### Problem description
Give back the entries exactly as they read, leaving each image out.
Data in this exercise Block Start
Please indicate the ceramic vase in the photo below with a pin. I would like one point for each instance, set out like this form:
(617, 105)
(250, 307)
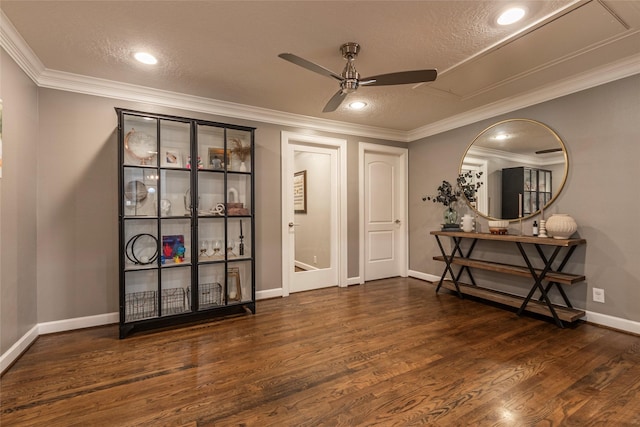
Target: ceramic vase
(561, 226)
(450, 216)
(467, 223)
Data in this exercise Block End
### Your solution
Please indicate the ceramic vase in the photo below with a pin. I would like one point for each instance, set out like this form:
(617, 105)
(250, 307)
Target: ceramic vase
(561, 226)
(450, 216)
(467, 223)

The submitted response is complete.